For this exercise, print all of the entries exactly as given.

INPUT RECORDS Block Start

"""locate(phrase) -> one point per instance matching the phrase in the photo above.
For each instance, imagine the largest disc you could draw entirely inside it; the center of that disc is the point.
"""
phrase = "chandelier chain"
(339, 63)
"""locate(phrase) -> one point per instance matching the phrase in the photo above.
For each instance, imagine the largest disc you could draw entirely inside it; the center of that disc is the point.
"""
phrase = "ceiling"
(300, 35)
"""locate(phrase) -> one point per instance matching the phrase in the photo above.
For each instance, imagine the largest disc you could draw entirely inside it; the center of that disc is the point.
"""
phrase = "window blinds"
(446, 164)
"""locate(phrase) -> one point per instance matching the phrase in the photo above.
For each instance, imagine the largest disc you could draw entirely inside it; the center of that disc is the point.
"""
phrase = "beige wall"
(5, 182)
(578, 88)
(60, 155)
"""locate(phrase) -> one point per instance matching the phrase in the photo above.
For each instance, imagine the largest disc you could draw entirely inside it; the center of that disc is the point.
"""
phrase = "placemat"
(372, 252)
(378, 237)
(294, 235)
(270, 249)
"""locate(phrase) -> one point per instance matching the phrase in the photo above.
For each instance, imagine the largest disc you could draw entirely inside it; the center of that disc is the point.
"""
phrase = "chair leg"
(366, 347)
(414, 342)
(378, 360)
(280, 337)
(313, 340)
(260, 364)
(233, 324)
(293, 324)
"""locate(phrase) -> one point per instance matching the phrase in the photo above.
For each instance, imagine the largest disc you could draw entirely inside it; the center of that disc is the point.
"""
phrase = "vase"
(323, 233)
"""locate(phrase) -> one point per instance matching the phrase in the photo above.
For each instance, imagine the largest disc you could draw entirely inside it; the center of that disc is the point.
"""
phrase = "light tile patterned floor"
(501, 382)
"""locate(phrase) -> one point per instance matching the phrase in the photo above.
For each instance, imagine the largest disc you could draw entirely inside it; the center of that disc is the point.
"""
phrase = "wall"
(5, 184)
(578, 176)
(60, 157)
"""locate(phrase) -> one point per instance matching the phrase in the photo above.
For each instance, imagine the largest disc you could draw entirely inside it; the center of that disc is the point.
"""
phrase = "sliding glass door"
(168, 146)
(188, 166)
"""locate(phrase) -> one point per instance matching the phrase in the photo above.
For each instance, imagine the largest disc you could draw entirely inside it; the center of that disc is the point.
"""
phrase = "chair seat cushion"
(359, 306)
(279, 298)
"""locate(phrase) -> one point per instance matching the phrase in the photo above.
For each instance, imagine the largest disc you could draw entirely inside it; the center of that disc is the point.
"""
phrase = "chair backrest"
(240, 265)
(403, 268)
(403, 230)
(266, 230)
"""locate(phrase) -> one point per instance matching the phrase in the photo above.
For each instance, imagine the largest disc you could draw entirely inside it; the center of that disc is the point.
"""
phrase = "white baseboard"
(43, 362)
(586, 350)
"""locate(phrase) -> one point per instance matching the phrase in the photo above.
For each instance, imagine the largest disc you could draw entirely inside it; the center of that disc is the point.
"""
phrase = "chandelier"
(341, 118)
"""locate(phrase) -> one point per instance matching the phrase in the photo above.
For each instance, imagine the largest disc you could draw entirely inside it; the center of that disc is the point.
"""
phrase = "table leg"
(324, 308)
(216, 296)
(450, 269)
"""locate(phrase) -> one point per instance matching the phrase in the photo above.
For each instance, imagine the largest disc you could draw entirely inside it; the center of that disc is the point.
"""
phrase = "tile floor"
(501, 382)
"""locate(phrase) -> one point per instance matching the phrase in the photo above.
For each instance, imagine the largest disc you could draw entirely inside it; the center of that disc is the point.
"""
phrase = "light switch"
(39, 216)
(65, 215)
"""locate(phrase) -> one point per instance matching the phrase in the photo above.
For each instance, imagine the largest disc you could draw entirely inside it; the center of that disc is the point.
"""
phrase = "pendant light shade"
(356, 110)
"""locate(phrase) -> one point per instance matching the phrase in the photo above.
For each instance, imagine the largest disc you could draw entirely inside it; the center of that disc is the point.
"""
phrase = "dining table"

INPUT RECORDS Block End

■ **RESULT**
"""locate(phrase) -> one point per instance matching the phrase in the photo above.
For each instance, imagine the largest disc you could draw entirely inside it; the center of that disc is the point.
"""
phrase = "chandelier chain"
(339, 63)
"""locate(phrase) -> one point per instance matching the phrase in the photo above.
For each instance, imagine the largest disc you could draw entirely inside it; the center of that disc is the point.
"""
phrase = "ceiling"
(300, 35)
"""locate(phrase) -> one point per instance matching the phrase in the photo above.
For each instance, imagine the largest disc you could draw entirely inside it; the center of that disc is the point.
"""
phrase = "window blinds"
(446, 164)
"""locate(phrase) -> one point per instance matching the phrase in the photo above.
For each instance, imagine the largest disc you could draw entirely inside it; the center of that disc is the point.
"""
phrase = "beige wall"
(5, 182)
(578, 88)
(60, 155)
"""locate(phrase) -> one point per instance matching the phrase in the photo above.
For each instance, imagine the largest disc you could draw entirely inside it; the center of that disc is the point.
"""
phrase = "placemat"
(372, 252)
(378, 237)
(294, 235)
(270, 249)
"""locate(phrase) -> one point per instance matching the phrase in the photo above.
For each instance, imagine the largest disc you could draw entirely inside it; the center of that disc is the point.
"""
phrase = "chair leg"
(366, 347)
(414, 342)
(378, 360)
(280, 337)
(313, 340)
(260, 364)
(233, 324)
(293, 324)
"""locate(phrase) -> one point per instance matching the phrase in the photo above.
For each instance, imagine the largest disc you could draw entirely inside it; the center of that disc is the point.
"""
phrase = "vase"
(323, 233)
"""locate(phrase) -> one point per instance matching the phrase in the photo above.
For each instance, imagine the largest disc you could draw entirely inside it; the center of that disc is the point.
"""
phrase = "light tile patterned floor"
(501, 382)
"""locate(phrase) -> one point per instance matching the phrase in the photo above.
For each instance, imagine the largest disc you could draw entirely inside it; the center of that disc is the point.
"""
phrase = "wall"
(5, 184)
(578, 176)
(60, 157)
"""locate(phrase) -> one point per instance matching the phrase in the photo above.
For each instance, imagine the largest disc you could draw entirely inside it; the center of that disc is the point.
"""
phrase = "sliding glass door"
(168, 146)
(188, 166)
"""locate(phrase) -> one point per instance matching the phrase in the photo above.
For each instance, imagine the largest disc you could draw entirely inside it; the center of that disc is the point.
"""
phrase = "chair seat cushion"
(359, 306)
(279, 298)
"""locate(phrase) -> one point per instance matching the phrase in the photo above.
For each instance, imagine the largest disc you could draw entirely inside it; the center of that disc is the point.
"""
phrase = "chair backrest"
(240, 265)
(403, 268)
(403, 230)
(266, 230)
"""locate(phrase) -> one point per instance matching the phrase in the photo above.
For each instance, imagine the largest disc you could draw entirely inside it; the center of that disc is the point.
"""
phrase = "white baseboard"
(43, 362)
(586, 350)
"""locate(phrase) -> one point per instance matching the phrase in the photo above.
For each instance, imagine the largest disc you could draw entirely inside it; the center of that disc is the point.
"""
phrase = "chandelier"
(341, 118)
"""locate(phrase) -> one point per instance matching the phrase in the photo above.
For each instance, imagine the largest disc you could draw entirely inside it; the center of that disc is the point.
"""
phrase = "table leg"
(324, 308)
(216, 296)
(450, 269)
"""locate(phrase) -> one point per instance matching the phrase in the photo above.
For each instance, imagine the largest disc you could draw entirely inside it; the center of that disc is the point.
"""
phrase = "tile floor"
(501, 382)
"""locate(phrase) -> one point per instance matching the phrase in the photo above.
For each instance, imagine the largest disc you could draw entirely inside it; the center of that disc is the point.
"""
phrase = "light switch"
(39, 216)
(65, 215)
"""locate(phrase) -> one point per instance matching the phrase in the photo above.
For each instance, imagine the largest disc you could draw entirely inside it; the center of that disc is the point.
"""
phrase = "pendant light shade"
(356, 110)
"""locate(phrase) -> one point per instance matching the phrase in the photo above.
For each instance, imagine the largest disc you could draw entirely inside it; the center of that disc is the point.
"""
phrase = "dining table"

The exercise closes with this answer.